Give back only the lines from the one with "of the grass" through the last line of the data, exactly as they appear.
— BEGIN Records for the task —
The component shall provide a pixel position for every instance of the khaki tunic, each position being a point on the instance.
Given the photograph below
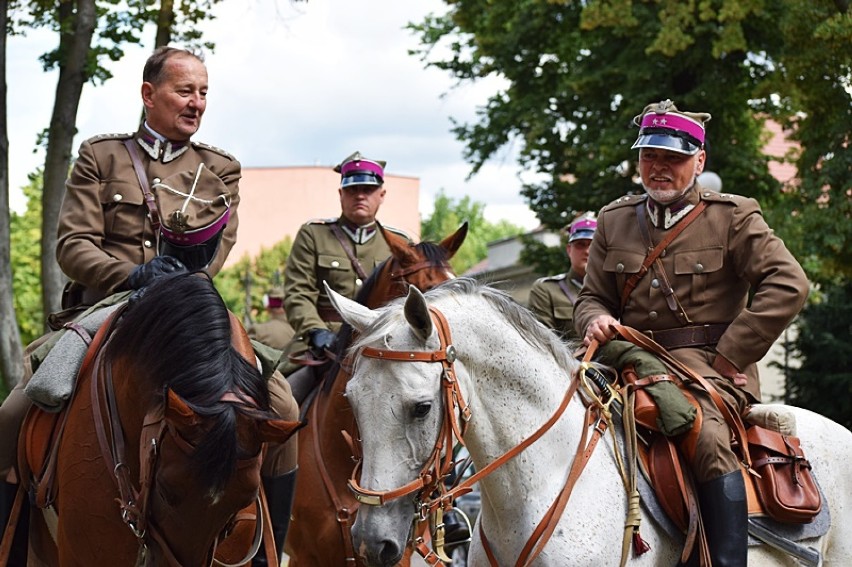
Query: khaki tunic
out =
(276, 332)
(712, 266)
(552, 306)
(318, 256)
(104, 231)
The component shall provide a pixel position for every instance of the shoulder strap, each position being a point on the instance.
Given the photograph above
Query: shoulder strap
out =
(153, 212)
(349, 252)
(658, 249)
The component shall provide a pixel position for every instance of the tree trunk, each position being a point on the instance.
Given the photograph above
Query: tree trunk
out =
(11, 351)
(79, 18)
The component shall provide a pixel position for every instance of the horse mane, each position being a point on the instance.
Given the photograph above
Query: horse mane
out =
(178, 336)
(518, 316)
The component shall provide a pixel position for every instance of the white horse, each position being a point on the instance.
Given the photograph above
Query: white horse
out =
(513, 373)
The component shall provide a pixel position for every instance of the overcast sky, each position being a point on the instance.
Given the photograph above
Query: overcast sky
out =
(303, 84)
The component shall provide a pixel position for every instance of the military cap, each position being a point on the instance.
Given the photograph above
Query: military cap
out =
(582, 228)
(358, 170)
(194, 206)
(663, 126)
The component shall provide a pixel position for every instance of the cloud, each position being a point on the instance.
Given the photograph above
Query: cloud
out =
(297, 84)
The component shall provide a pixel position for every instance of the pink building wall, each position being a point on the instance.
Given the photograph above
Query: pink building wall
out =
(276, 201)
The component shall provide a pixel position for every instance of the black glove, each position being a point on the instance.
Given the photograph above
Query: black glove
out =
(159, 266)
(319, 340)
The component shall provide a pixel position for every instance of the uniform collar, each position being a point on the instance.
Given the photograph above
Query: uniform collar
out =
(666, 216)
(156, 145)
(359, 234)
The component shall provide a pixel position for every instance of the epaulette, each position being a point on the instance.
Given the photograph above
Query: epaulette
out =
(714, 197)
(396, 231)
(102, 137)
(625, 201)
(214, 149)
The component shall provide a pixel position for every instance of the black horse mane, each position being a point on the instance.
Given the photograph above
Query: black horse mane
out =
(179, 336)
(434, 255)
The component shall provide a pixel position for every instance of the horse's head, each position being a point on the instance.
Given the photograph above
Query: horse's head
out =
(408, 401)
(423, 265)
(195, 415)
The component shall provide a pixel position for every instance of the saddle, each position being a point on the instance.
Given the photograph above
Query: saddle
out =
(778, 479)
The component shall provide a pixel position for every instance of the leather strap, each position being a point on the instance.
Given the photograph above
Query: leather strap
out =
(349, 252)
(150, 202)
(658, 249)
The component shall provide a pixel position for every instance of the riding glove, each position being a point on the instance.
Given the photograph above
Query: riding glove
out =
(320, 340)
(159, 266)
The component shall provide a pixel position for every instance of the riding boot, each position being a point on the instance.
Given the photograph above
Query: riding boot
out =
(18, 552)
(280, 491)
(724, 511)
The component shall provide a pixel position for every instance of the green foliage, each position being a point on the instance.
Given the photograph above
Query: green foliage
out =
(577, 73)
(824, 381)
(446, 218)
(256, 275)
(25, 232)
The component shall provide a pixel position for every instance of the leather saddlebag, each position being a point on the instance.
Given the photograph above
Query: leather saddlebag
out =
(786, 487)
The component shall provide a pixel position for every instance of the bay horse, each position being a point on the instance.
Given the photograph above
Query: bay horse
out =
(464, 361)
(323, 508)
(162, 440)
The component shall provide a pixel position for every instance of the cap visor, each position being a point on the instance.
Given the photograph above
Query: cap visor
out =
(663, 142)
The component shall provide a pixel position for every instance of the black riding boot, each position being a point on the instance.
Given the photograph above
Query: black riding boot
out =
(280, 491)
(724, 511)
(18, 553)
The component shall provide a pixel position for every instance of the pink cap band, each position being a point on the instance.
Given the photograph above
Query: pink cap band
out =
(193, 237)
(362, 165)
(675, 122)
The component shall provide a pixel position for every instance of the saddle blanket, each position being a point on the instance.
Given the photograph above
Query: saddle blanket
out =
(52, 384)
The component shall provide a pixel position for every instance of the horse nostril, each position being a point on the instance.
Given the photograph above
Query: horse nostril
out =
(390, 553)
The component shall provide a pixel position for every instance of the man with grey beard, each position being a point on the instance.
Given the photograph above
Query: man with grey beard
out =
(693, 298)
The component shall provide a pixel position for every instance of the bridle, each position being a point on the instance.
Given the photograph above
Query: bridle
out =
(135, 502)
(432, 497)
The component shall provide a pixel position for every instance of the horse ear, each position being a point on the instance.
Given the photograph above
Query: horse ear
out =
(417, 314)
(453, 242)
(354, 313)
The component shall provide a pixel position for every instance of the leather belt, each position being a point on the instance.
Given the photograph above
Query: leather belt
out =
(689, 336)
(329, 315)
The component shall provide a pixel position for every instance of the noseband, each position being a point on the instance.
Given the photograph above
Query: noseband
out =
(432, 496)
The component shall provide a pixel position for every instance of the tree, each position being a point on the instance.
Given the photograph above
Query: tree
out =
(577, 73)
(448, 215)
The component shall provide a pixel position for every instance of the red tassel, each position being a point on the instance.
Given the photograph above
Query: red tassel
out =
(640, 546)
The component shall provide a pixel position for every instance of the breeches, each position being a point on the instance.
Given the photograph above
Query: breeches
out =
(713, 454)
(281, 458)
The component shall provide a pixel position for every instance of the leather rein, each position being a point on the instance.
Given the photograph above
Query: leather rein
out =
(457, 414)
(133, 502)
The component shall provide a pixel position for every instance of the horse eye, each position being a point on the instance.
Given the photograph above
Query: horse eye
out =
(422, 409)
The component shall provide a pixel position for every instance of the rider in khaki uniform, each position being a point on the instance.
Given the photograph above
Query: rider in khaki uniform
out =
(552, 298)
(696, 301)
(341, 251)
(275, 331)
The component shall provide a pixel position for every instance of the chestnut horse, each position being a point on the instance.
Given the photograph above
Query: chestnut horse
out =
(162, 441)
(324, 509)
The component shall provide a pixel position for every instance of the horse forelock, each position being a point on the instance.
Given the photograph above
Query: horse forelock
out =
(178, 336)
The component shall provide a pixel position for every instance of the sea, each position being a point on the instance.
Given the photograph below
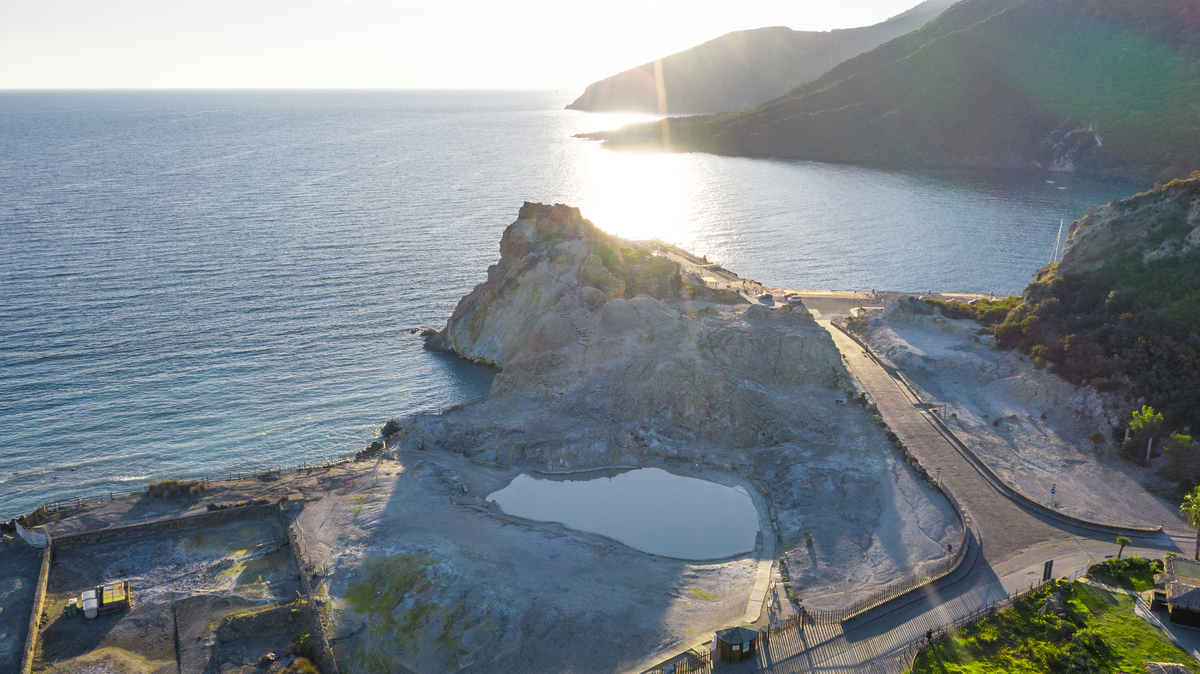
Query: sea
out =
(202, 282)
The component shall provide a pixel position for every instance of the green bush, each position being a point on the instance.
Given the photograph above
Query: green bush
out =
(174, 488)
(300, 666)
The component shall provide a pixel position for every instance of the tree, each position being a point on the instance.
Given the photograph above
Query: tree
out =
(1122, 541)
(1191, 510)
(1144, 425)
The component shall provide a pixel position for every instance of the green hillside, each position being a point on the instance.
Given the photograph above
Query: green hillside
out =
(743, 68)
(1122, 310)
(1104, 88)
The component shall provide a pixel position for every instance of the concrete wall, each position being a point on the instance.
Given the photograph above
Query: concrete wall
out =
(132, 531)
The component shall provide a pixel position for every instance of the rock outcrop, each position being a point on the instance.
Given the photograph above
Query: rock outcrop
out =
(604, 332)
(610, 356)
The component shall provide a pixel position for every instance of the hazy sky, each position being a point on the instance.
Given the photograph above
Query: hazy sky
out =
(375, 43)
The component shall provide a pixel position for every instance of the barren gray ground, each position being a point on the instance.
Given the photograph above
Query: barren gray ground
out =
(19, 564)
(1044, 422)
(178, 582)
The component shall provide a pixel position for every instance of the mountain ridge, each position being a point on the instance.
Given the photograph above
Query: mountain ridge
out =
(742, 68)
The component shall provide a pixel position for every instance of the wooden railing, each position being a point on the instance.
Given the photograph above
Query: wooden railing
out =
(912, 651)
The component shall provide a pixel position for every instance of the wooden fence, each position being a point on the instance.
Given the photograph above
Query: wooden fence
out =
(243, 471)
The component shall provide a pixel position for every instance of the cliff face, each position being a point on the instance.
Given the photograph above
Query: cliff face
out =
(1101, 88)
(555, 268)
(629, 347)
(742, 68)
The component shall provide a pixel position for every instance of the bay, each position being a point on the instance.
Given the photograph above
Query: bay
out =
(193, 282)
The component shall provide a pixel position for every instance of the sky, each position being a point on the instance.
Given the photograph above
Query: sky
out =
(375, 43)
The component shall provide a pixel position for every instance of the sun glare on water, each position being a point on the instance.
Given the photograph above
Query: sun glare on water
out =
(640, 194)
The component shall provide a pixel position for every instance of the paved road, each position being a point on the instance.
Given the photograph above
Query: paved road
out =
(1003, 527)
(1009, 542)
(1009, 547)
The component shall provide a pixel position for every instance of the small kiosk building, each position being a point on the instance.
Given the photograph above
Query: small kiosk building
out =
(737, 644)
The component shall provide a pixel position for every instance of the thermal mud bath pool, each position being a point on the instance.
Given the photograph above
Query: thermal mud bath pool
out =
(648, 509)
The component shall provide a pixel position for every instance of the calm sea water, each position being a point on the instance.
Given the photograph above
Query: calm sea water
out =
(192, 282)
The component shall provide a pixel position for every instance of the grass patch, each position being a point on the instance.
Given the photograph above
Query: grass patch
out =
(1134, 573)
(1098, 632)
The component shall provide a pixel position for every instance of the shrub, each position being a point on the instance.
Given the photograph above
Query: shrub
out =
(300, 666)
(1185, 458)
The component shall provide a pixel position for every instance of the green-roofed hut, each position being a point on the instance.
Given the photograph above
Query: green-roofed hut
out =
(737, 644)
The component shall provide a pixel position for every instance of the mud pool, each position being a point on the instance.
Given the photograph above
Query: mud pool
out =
— END Records for the task —
**Reply to the task**
The component shall provide a pixel position for every instance of the grass patch, each position being a point on the instance.
Given the photograph above
Query: grass patch
out =
(1134, 573)
(1098, 632)
The component shall provide a pixel position for every instance of the shrub, each position being a point on the instance.
Given the photograph above
Query: shrub
out =
(300, 666)
(1185, 458)
The component shall provide a pixel position for every instance of the green-roofed hut, each position being a point on the instance.
Given the photograph above
Query: green-roofed hut
out =
(737, 644)
The component shall provide a pixel position for every instance of the mud pool, each position being a point on the instance.
Given the photograph above
Query: mud pool
out =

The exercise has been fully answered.